[Records from a data source]
*** Begin section ***

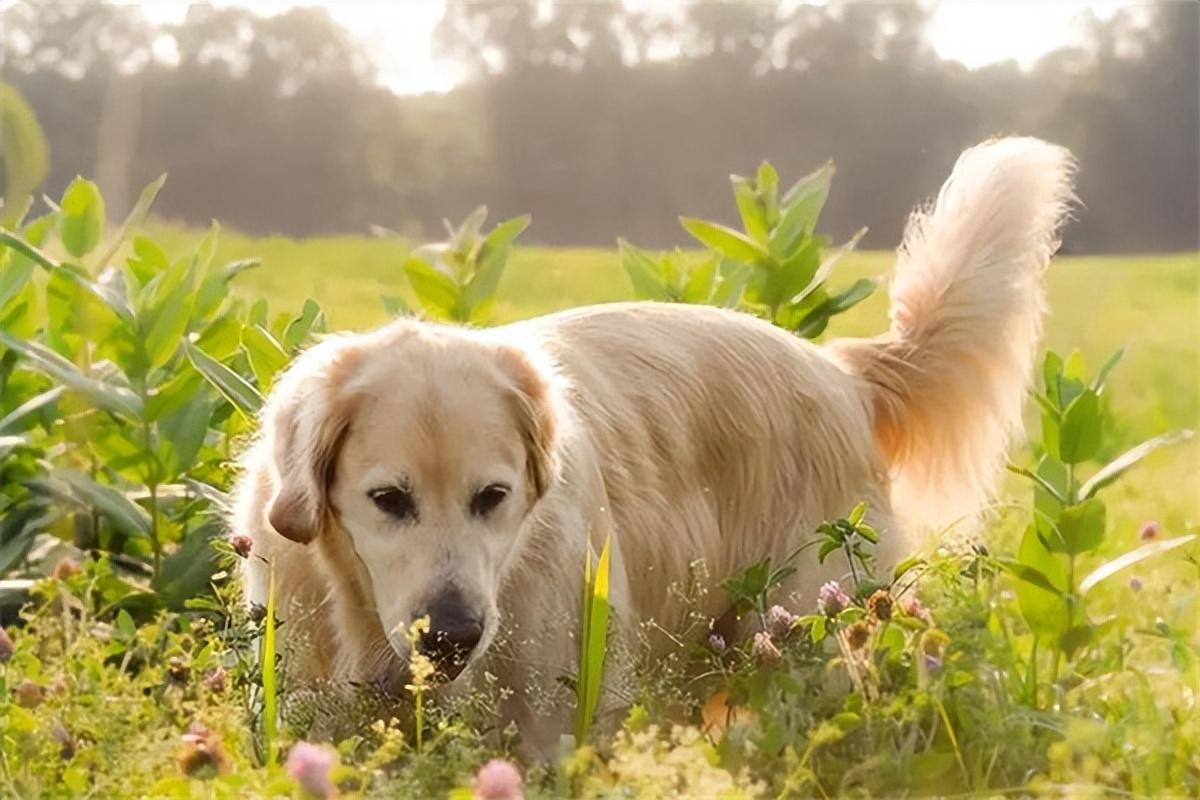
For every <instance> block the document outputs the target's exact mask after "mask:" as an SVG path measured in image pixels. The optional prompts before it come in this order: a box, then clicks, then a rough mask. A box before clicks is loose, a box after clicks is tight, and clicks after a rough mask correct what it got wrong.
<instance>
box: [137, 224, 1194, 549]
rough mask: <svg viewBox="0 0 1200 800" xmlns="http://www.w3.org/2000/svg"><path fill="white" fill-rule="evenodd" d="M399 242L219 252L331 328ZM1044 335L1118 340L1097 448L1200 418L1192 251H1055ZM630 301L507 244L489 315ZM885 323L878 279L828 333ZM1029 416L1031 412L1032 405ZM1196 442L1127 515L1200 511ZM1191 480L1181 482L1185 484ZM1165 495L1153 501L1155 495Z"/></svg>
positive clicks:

*** End section ***

### Problem requirements
Express the data above as a JSON list of strings with one string per line. Leave out blank lines and the picture.

### Result of the exercise
[
  "For every <instance> block the document outputs the target's exact mask after \"mask:\" as an SVG path measured in image pixels. The optional prompts before it come in this order: a box, then clicks, then a rough mask. A box before clicks is loose, a box after clicks is tight, and clicks after a rough mask correct what it got wrong.",
  "<instance>",
  "box: [137, 224, 1194, 549]",
  "rough mask: <svg viewBox=\"0 0 1200 800\" xmlns=\"http://www.w3.org/2000/svg\"><path fill=\"white\" fill-rule=\"evenodd\" d=\"M399 242L219 252L331 328ZM1044 335L1118 340L1097 448L1200 418L1192 251H1055ZM630 301L507 244L489 315ZM885 323L878 279L828 333ZM1029 416L1031 412L1032 405ZM1196 442L1127 515L1200 511ZM1191 480L1181 482L1185 484ZM1165 495L1153 501L1155 495Z\"/></svg>",
  "positive clicks:"
]